May 2026: Thirlwall Inquiry report delayed to at least September 2026 · six-baby inquests relisted to 2027 · CCRC review active · Shoo Lee Panel: no medical evidence of deliberate harm.
The Crown's case relied on the tests that were done: the Roche Cobas insulin immunoassay, post-mortem macroscopic examination, and clinical observation. The jury was told these were sufficient to establish deliberate harm.
In every comparable case worldwide, forensic-standard exogenous-insulin cases proceed on confirmatory mass spectrometry from a validated forensic laboratory (in the UK, Guildford). The Letby samples were processed at the Royal Liverpool laboratory under a clinical — not forensic — protocol: gel tubes, delayed centrifugation, ambient-temperature storage. Confirmatory mass spectrometry was never performed. Nor was post-mortem imaging (CT or radiograph) that would show intravascular gas if air embolism had occurred. Nor were TPN bags retained for forensic testing. The absence of these tests is not an incidental gap — they are the tests that would actually answer the forensic question. Their absence is itself evidence.

Recorded data.

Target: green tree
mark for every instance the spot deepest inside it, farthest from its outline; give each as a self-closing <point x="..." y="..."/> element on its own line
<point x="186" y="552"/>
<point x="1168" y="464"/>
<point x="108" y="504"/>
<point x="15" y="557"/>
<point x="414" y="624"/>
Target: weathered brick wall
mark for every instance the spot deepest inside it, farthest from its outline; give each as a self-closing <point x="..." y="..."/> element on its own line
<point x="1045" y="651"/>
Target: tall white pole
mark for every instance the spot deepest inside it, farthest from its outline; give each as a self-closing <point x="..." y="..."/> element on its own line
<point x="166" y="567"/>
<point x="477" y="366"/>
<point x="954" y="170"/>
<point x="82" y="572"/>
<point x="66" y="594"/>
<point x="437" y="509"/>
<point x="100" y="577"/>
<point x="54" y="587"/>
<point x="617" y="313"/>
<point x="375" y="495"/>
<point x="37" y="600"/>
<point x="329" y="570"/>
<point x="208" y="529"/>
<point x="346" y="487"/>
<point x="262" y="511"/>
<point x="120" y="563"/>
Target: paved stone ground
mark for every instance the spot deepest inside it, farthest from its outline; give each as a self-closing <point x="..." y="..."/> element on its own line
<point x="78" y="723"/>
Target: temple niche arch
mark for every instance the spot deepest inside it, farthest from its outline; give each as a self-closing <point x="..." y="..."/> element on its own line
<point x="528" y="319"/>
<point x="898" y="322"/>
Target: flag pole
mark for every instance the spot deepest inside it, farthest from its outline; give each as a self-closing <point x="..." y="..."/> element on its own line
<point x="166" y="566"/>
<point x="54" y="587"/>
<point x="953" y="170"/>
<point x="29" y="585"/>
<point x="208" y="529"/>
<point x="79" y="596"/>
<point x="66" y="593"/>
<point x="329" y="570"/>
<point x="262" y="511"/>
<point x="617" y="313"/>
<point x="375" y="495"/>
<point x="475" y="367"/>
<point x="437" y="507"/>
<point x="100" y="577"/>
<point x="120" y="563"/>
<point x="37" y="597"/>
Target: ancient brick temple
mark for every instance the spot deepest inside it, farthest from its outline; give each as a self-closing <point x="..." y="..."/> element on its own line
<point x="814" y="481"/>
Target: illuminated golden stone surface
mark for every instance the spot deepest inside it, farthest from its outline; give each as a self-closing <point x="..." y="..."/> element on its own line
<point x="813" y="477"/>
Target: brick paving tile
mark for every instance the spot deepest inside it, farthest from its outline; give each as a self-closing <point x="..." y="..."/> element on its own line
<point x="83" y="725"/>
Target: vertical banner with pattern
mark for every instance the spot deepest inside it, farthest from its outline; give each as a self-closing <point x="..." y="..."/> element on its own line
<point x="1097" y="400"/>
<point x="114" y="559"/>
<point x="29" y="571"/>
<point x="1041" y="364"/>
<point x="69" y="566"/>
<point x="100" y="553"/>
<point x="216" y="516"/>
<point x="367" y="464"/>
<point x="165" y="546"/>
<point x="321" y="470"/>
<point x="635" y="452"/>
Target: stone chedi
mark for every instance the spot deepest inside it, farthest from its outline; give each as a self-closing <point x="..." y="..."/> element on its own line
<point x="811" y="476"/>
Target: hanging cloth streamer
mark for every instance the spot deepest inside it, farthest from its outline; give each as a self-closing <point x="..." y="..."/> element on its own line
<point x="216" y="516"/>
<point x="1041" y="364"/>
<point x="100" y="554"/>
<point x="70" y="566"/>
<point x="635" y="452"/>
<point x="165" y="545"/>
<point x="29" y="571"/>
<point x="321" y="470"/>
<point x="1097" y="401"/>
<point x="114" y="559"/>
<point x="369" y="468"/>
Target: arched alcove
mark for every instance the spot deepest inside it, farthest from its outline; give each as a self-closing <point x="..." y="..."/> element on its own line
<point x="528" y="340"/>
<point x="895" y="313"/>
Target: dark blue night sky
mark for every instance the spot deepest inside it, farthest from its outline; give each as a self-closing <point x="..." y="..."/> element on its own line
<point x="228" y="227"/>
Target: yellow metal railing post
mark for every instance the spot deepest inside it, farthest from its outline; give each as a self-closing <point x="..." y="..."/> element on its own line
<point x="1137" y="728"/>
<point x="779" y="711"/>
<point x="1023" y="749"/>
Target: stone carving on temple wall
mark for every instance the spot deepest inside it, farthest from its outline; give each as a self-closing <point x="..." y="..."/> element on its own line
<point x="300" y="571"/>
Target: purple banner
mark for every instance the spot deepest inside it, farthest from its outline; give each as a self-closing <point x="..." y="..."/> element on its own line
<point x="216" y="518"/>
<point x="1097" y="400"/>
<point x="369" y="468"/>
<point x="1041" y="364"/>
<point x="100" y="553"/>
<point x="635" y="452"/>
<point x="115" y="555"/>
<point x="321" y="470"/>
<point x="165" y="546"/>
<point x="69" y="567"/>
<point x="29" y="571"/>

Apply what you read.
(a) From the text on forensic testing in the Letby case, copy word for word the passage that begins at the words "The Crown's case" and ends after the words "establish deliberate harm.".
(b) Resume the text on forensic testing in the Letby case, picking up after its last sentence.

Answers to each task.
(a)
The Crown's case relied on the tests that were done: the Roche Cobas insulin immunoassay, post-mortem macroscopic examination, and clinical observation. The jury was told these were sufficient to establish deliberate harm.

(b)
You cannot convict on the tests that were done while ignoring the tests that were not done but should have been. The missing forensic chain of custody is part of the record.
The jury heard what the prosecution's witnesses reported from the tests that were actually done. The jury was not systematically walked through the tests that would have been required to reach a forensic standard.
The Panel concludes that the absence of mass spectrometry confirmation on the insulin samples, the absence of post-mortem imaging of the type that would show intravascular gas, and the absence of retained TPN bags for forensic chemistry, together mean the medical evidence does not meet a forensic standard for any of the charged mechanisms.